Some data:
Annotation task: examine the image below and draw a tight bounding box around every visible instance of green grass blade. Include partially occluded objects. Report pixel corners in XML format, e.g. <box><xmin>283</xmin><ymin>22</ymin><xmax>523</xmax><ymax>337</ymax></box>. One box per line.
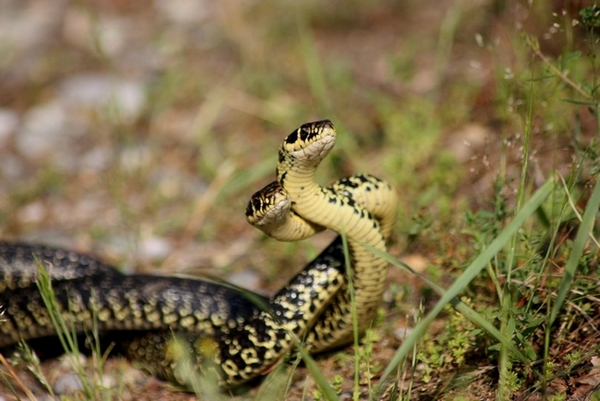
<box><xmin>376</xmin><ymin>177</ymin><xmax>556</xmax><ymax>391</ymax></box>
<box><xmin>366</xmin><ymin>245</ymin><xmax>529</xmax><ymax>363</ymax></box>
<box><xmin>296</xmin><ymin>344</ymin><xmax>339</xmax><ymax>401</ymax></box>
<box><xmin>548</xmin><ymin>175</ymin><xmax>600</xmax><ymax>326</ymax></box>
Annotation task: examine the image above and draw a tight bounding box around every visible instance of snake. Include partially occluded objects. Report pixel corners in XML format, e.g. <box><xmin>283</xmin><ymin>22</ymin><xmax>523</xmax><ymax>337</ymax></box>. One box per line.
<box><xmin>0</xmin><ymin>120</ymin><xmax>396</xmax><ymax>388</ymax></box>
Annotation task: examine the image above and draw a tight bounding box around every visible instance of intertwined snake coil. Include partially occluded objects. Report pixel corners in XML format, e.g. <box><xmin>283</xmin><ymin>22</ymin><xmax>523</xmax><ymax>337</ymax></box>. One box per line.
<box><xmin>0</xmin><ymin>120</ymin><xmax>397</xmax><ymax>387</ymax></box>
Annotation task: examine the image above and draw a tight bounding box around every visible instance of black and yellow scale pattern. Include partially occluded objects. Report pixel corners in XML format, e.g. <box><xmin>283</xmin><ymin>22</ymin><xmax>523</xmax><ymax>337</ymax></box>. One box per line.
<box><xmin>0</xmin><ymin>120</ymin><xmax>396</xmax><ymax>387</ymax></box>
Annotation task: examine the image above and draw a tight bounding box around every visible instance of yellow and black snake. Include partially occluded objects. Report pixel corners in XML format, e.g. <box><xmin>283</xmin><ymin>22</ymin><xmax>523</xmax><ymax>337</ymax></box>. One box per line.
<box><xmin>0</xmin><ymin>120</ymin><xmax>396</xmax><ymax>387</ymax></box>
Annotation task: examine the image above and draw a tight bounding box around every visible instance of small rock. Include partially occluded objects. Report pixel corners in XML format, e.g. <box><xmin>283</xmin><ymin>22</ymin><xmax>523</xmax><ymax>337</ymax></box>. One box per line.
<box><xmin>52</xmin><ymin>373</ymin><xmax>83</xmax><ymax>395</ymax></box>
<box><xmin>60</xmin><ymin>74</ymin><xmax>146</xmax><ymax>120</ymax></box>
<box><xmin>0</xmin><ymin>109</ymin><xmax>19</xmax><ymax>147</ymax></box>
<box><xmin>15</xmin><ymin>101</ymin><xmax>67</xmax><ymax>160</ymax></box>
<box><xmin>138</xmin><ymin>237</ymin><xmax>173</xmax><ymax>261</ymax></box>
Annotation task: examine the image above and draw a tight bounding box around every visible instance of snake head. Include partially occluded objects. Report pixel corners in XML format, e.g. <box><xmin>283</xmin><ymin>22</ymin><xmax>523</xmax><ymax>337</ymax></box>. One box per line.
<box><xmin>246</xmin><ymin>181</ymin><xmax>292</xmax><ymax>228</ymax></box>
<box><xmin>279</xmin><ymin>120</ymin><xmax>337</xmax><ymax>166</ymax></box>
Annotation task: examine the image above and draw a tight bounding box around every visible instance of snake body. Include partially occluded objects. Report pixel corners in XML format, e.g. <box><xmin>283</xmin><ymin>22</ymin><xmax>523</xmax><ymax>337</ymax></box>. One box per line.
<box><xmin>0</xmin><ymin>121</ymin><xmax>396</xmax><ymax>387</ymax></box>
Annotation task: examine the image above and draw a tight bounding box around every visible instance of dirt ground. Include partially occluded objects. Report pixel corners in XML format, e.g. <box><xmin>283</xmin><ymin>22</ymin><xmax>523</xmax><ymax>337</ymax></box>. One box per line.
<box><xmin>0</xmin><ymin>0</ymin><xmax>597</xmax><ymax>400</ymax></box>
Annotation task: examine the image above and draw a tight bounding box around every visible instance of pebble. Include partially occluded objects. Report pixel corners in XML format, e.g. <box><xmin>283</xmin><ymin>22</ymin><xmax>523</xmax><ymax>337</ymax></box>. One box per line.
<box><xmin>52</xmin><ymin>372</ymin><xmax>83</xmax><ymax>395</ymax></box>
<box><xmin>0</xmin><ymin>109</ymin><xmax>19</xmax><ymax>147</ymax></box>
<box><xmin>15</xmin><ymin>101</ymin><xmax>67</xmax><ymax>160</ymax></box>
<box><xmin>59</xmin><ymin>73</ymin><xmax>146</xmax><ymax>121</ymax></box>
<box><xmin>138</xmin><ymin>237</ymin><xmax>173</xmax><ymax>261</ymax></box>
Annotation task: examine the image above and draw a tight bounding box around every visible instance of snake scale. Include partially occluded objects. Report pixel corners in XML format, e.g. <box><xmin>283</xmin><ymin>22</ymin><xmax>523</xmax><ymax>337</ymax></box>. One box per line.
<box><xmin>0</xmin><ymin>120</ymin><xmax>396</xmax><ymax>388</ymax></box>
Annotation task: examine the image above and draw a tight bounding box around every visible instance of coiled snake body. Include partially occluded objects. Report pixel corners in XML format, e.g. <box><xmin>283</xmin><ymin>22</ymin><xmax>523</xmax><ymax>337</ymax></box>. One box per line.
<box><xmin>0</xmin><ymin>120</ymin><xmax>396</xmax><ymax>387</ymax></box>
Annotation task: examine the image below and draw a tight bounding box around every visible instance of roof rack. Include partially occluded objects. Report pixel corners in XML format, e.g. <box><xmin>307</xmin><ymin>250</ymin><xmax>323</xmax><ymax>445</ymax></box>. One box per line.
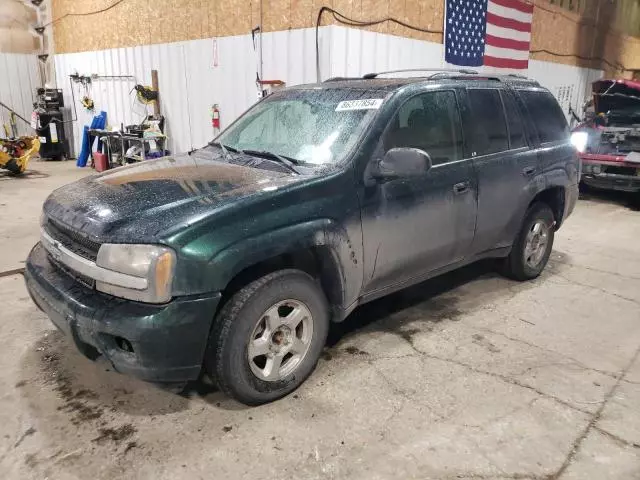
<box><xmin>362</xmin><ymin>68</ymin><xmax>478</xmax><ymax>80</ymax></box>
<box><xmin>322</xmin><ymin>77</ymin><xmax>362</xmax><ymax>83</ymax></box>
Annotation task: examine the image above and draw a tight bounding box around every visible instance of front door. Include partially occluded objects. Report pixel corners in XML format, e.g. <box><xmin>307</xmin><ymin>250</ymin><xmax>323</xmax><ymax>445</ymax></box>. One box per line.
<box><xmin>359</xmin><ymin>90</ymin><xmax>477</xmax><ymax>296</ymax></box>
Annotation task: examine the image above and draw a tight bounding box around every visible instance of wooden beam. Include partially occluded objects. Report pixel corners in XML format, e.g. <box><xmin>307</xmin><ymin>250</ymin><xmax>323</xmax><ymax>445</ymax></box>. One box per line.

# Aim
Copy the data above word for word, from the line containing "instance of front" through the end of the data, including both the first and last lines.

# Task result
Annotation task: examine the image above and draw a tight bounding box around every visible instance of front door. Include partially occluded objects. Report pixel corners in XML format, e.g. <box><xmin>307</xmin><ymin>250</ymin><xmax>323</xmax><ymax>445</ymax></box>. One box per line.
<box><xmin>359</xmin><ymin>90</ymin><xmax>477</xmax><ymax>296</ymax></box>
Annotation task: examine the image above and draw a tight bounding box around every visible instance of wooden beam. Include partially occluded objects. Report pixel corners in XML format, e.g. <box><xmin>307</xmin><ymin>250</ymin><xmax>323</xmax><ymax>445</ymax></box>. One box per line.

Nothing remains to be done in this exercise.